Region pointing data
== == ==

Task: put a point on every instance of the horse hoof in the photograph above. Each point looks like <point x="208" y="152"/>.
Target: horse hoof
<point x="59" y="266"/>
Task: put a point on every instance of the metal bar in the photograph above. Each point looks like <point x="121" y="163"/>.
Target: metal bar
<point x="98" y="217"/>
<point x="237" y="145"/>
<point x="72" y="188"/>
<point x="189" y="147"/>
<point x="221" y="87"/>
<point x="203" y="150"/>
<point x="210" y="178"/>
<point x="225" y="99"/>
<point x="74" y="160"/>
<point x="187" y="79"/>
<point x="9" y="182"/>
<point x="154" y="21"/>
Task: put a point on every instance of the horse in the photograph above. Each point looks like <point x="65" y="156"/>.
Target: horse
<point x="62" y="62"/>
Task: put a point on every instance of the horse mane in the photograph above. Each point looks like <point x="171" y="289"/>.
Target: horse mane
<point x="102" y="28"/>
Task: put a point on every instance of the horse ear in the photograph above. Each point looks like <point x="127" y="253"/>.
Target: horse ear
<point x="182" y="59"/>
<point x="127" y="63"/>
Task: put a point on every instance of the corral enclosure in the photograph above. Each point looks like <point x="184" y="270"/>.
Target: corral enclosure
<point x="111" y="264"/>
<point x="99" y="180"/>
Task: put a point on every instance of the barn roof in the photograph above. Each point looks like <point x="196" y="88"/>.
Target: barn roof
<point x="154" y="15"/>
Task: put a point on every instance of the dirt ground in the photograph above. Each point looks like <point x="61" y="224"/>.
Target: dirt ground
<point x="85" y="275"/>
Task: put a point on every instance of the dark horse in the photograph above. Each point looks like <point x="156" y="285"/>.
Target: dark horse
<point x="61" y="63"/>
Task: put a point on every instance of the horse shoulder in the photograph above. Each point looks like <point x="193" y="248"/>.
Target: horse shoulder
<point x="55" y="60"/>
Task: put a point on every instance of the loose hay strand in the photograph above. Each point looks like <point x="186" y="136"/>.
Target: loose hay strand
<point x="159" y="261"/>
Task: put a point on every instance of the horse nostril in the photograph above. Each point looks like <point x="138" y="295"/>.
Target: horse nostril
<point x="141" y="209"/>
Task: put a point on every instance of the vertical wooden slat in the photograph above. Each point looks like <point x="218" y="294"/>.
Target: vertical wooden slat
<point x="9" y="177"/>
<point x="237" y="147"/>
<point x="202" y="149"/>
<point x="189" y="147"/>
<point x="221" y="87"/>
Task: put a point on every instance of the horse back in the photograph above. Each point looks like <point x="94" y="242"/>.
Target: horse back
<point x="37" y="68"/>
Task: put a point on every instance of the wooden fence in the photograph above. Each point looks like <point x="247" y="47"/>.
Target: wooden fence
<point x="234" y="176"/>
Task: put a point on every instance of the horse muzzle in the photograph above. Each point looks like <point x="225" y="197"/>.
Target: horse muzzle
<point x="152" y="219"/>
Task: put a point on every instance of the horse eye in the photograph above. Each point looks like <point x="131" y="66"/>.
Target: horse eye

== == ==

The reply should consist solely of the lines of the data, exact, from the opening line through the line with "Task: put a point on every instance of the horse shoulder", inclusive.

__Written answer__.
Task: put a point on every instance of the horse hoof in the photograph above. Each point looks like <point x="208" y="152"/>.
Target: horse hoof
<point x="59" y="266"/>
Task: put a point on every instance of the metal bar in the photograph above. Each point looks like <point x="121" y="163"/>.
Target: metal bar
<point x="98" y="217"/>
<point x="237" y="145"/>
<point x="72" y="188"/>
<point x="189" y="147"/>
<point x="221" y="87"/>
<point x="203" y="150"/>
<point x="210" y="178"/>
<point x="225" y="99"/>
<point x="74" y="160"/>
<point x="187" y="79"/>
<point x="9" y="182"/>
<point x="154" y="21"/>
Task: put a point on every instance of the horse in the photograph above. Each point looks like <point x="65" y="156"/>.
Target: horse
<point x="62" y="62"/>
Task: put a point on every instance of the horse mane in the photograph above. Each point looks like <point x="171" y="289"/>.
Target: horse mane
<point x="102" y="28"/>
Task: put a point on every instance of the horse ear in the photograph above. Each point looks like <point x="127" y="253"/>.
Target: horse ear
<point x="182" y="59"/>
<point x="127" y="63"/>
Task: put a point on every instance of the corral enclosure in the photograph above. Each point looks like <point x="184" y="270"/>.
Target: corral enclosure
<point x="111" y="264"/>
<point x="99" y="180"/>
Task: put a point on every instance of the barn roof in the photograph above. Each point looks like <point x="196" y="88"/>.
Target: barn roof
<point x="154" y="15"/>
Task: put a point on every instance of the dirt ground in the photograph above. Each point looks like <point x="61" y="224"/>.
Target: dirt ground
<point x="85" y="275"/>
Task: put a point on every instance of the dark horse in the photograph above. Each point looks like <point x="156" y="285"/>.
Target: dark horse
<point x="61" y="63"/>
Task: put a point on every instance of the horse shoulder in the photograph above. Each point looks like <point x="193" y="248"/>.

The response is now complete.